*** Input records

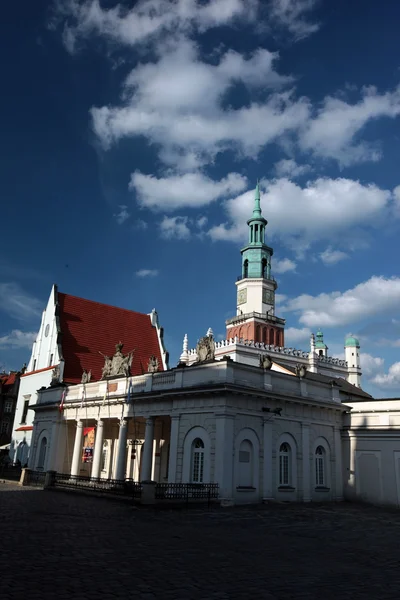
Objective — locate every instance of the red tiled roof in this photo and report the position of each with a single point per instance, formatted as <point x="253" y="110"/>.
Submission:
<point x="8" y="379"/>
<point x="89" y="328"/>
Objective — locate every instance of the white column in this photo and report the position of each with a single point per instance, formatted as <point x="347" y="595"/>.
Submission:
<point x="173" y="448"/>
<point x="267" y="469"/>
<point x="98" y="449"/>
<point x="305" y="442"/>
<point x="147" y="460"/>
<point x="224" y="456"/>
<point x="120" y="470"/>
<point x="52" y="456"/>
<point x="77" y="455"/>
<point x="338" y="465"/>
<point x="157" y="447"/>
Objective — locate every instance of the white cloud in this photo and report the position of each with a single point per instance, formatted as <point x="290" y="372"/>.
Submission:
<point x="323" y="209"/>
<point x="201" y="222"/>
<point x="331" y="132"/>
<point x="291" y="14"/>
<point x="371" y="366"/>
<point x="123" y="214"/>
<point x="331" y="256"/>
<point x="175" y="227"/>
<point x="295" y="336"/>
<point x="284" y="265"/>
<point x="147" y="273"/>
<point x="378" y="295"/>
<point x="289" y="168"/>
<point x="190" y="189"/>
<point x="147" y="21"/>
<point x="17" y="303"/>
<point x="18" y="339"/>
<point x="389" y="380"/>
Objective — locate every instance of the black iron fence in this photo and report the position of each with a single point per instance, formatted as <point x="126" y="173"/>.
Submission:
<point x="186" y="492"/>
<point x="118" y="487"/>
<point x="35" y="478"/>
<point x="10" y="472"/>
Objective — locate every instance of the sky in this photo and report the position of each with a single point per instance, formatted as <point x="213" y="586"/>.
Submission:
<point x="132" y="136"/>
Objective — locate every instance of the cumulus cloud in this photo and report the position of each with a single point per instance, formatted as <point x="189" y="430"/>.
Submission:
<point x="331" y="132"/>
<point x="375" y="296"/>
<point x="331" y="256"/>
<point x="371" y="366"/>
<point x="293" y="15"/>
<point x="284" y="265"/>
<point x="17" y="303"/>
<point x="18" y="339"/>
<point x="147" y="273"/>
<point x="147" y="21"/>
<point x="388" y="380"/>
<point x="295" y="336"/>
<point x="323" y="209"/>
<point x="190" y="189"/>
<point x="289" y="168"/>
<point x="122" y="215"/>
<point x="175" y="227"/>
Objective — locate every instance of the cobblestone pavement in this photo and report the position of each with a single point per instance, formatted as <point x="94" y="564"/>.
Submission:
<point x="57" y="546"/>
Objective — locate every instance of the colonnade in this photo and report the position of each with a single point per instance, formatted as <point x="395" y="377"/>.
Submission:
<point x="121" y="458"/>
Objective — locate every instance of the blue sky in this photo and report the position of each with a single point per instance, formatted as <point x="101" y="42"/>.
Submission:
<point x="132" y="138"/>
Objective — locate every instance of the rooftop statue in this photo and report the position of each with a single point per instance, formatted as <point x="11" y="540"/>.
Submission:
<point x="119" y="364"/>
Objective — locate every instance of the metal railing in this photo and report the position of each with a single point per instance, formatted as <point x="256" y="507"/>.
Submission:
<point x="120" y="487"/>
<point x="10" y="472"/>
<point x="187" y="491"/>
<point x="35" y="478"/>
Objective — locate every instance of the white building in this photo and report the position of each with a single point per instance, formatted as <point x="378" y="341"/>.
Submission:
<point x="261" y="420"/>
<point x="258" y="433"/>
<point x="73" y="337"/>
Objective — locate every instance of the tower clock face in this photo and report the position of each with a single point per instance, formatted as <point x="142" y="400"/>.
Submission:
<point x="268" y="297"/>
<point x="242" y="296"/>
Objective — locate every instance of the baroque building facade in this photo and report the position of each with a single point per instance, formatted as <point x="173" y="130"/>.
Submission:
<point x="262" y="420"/>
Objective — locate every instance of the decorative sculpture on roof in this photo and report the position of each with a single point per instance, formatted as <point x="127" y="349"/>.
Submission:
<point x="301" y="370"/>
<point x="265" y="362"/>
<point x="205" y="348"/>
<point x="119" y="364"/>
<point x="55" y="376"/>
<point x="152" y="366"/>
<point x="86" y="376"/>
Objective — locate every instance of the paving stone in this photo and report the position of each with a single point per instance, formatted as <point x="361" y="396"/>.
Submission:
<point x="61" y="546"/>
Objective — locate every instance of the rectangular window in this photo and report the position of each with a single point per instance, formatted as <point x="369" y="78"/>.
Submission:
<point x="198" y="466"/>
<point x="25" y="411"/>
<point x="284" y="470"/>
<point x="244" y="456"/>
<point x="319" y="470"/>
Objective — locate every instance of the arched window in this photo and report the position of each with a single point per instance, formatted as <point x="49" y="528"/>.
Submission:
<point x="320" y="479"/>
<point x="284" y="464"/>
<point x="264" y="267"/>
<point x="197" y="461"/>
<point x="245" y="472"/>
<point x="42" y="453"/>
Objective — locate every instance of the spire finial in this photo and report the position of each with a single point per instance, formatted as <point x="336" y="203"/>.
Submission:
<point x="185" y="354"/>
<point x="257" y="206"/>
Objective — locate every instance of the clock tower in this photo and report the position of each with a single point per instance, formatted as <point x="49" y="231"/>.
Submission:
<point x="255" y="316"/>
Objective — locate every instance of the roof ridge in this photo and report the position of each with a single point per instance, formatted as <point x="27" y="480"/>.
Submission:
<point x="103" y="304"/>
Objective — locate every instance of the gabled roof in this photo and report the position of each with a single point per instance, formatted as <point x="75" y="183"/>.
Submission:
<point x="91" y="329"/>
<point x="8" y="379"/>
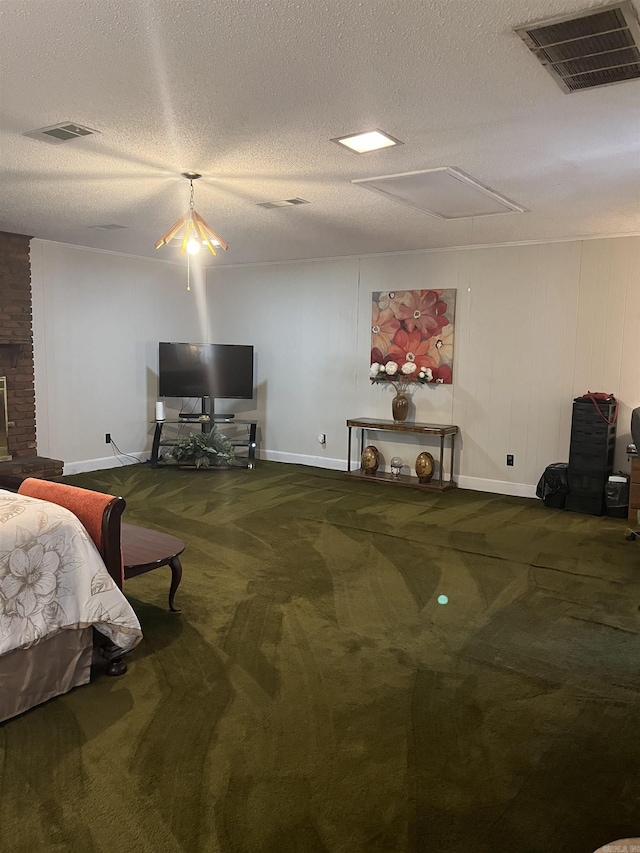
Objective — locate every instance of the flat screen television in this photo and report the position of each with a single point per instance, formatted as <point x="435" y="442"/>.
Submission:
<point x="205" y="370"/>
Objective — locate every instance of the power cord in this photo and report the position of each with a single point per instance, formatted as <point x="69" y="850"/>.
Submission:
<point x="118" y="452"/>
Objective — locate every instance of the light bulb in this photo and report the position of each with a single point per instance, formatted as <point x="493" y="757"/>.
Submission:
<point x="193" y="246"/>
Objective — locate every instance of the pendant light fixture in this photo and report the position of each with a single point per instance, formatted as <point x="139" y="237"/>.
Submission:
<point x="196" y="233"/>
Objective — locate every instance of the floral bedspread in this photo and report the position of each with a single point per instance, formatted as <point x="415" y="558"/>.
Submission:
<point x="52" y="577"/>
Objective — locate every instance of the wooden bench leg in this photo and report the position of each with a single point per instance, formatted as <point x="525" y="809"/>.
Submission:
<point x="176" y="577"/>
<point x="115" y="657"/>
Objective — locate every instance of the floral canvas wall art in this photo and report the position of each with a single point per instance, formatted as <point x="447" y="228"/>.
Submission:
<point x="412" y="336"/>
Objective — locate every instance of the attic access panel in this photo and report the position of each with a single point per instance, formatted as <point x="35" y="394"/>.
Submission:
<point x="594" y="48"/>
<point x="445" y="193"/>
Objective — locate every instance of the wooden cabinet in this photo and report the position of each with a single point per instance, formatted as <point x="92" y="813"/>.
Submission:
<point x="634" y="491"/>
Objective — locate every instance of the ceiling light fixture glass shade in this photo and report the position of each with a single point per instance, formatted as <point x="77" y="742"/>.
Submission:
<point x="196" y="231"/>
<point x="369" y="140"/>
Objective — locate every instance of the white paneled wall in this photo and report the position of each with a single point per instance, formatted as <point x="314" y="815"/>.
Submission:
<point x="97" y="320"/>
<point x="536" y="325"/>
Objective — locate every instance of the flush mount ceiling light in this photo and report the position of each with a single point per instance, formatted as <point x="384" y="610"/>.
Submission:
<point x="196" y="231"/>
<point x="368" y="140"/>
<point x="444" y="192"/>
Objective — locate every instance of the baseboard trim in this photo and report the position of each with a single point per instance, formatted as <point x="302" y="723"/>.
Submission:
<point x="498" y="487"/>
<point x="105" y="462"/>
<point x="476" y="484"/>
<point x="301" y="459"/>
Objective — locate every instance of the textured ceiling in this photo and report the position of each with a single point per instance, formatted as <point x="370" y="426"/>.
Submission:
<point x="250" y="94"/>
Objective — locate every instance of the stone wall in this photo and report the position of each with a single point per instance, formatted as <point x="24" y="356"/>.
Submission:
<point x="16" y="360"/>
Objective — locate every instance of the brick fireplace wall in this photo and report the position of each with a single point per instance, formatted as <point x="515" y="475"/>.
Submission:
<point x="16" y="360"/>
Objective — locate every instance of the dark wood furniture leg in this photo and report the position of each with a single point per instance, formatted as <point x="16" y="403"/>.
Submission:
<point x="176" y="576"/>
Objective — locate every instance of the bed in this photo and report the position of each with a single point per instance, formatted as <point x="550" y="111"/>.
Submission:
<point x="55" y="590"/>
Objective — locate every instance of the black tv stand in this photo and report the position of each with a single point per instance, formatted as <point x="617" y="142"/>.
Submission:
<point x="205" y="413"/>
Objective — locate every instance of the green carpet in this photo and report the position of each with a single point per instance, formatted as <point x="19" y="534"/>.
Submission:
<point x="313" y="696"/>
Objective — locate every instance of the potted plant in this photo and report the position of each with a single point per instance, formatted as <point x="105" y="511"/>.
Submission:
<point x="204" y="450"/>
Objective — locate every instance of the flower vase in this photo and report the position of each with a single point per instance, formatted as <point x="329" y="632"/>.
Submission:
<point x="400" y="407"/>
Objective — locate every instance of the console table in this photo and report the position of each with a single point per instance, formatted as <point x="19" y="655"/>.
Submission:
<point x="419" y="429"/>
<point x="205" y="426"/>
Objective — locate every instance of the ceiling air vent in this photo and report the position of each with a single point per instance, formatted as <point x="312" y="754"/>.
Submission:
<point x="64" y="131"/>
<point x="287" y="202"/>
<point x="110" y="227"/>
<point x="596" y="49"/>
<point x="444" y="192"/>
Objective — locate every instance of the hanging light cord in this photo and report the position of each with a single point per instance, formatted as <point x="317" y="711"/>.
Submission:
<point x="191" y="208"/>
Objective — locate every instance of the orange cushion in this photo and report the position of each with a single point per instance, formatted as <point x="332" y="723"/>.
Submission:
<point x="88" y="506"/>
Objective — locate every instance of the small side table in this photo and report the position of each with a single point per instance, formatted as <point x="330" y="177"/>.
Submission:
<point x="144" y="549"/>
<point x="419" y="430"/>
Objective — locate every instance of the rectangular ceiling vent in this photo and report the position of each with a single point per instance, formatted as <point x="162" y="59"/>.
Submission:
<point x="445" y="192"/>
<point x="64" y="131"/>
<point x="286" y="202"/>
<point x="110" y="227"/>
<point x="596" y="49"/>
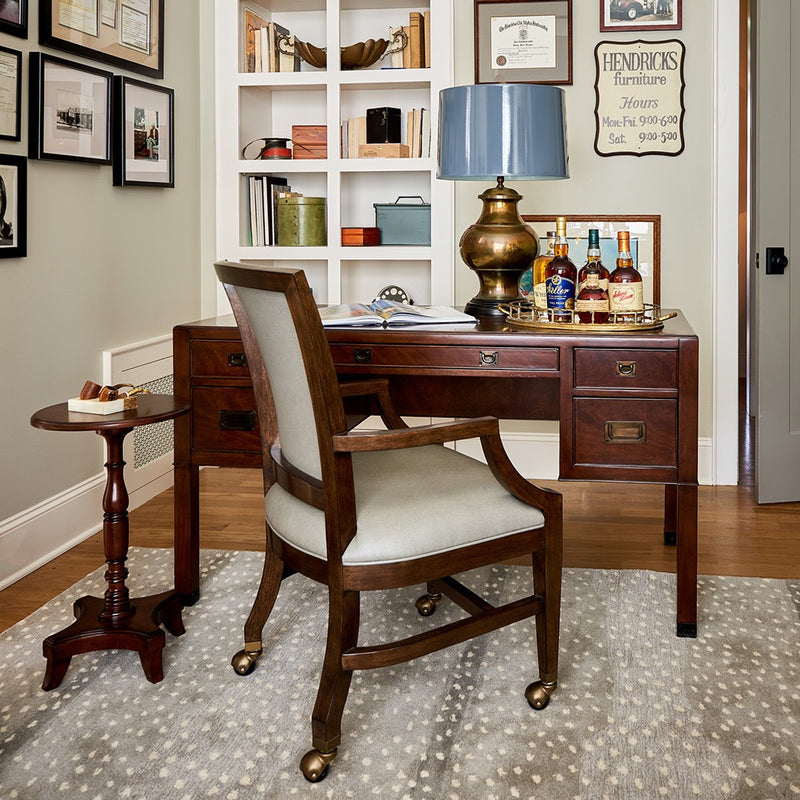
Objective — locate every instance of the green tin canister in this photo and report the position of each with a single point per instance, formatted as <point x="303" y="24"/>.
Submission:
<point x="302" y="222"/>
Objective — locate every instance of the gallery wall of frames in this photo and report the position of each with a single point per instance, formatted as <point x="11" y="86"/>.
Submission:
<point x="82" y="112"/>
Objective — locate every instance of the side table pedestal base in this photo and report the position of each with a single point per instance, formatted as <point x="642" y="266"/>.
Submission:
<point x="140" y="632"/>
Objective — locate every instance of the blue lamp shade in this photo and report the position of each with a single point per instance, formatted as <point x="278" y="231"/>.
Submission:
<point x="511" y="130"/>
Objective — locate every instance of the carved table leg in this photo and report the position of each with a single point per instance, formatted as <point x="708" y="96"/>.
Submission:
<point x="115" y="621"/>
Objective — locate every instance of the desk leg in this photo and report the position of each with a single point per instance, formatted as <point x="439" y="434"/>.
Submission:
<point x="187" y="532"/>
<point x="686" y="529"/>
<point x="670" y="513"/>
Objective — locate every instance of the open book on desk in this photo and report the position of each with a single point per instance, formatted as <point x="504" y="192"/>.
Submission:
<point x="389" y="312"/>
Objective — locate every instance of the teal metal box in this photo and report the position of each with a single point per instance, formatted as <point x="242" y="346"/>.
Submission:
<point x="404" y="223"/>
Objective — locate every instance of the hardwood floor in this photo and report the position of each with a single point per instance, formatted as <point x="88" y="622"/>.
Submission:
<point x="607" y="526"/>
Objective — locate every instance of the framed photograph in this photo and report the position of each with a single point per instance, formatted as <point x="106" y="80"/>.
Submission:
<point x="143" y="134"/>
<point x="10" y="93"/>
<point x="523" y="41"/>
<point x="641" y="15"/>
<point x="14" y="17"/>
<point x="13" y="206"/>
<point x="125" y="33"/>
<point x="645" y="242"/>
<point x="70" y="111"/>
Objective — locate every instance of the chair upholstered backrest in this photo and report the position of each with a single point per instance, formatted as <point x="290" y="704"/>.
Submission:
<point x="275" y="333"/>
<point x="289" y="358"/>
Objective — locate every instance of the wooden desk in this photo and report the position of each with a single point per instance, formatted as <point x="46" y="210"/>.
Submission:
<point x="626" y="405"/>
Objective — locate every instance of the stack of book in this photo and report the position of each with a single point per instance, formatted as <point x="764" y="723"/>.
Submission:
<point x="417" y="53"/>
<point x="261" y="51"/>
<point x="264" y="191"/>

******

## Work to be completed
Scan the entries above, and wherever a line holds the string "clock", copy it.

## Solution for this exercise
Objective — locate every instance of the tower clock face in this photo and report the position of each with a single point per instance, formatted as <point x="142" y="400"/>.
Objective — locate every instance of the clock tower in this photo and report the position of each with a single point per instance, formatted as <point x="49" y="231"/>.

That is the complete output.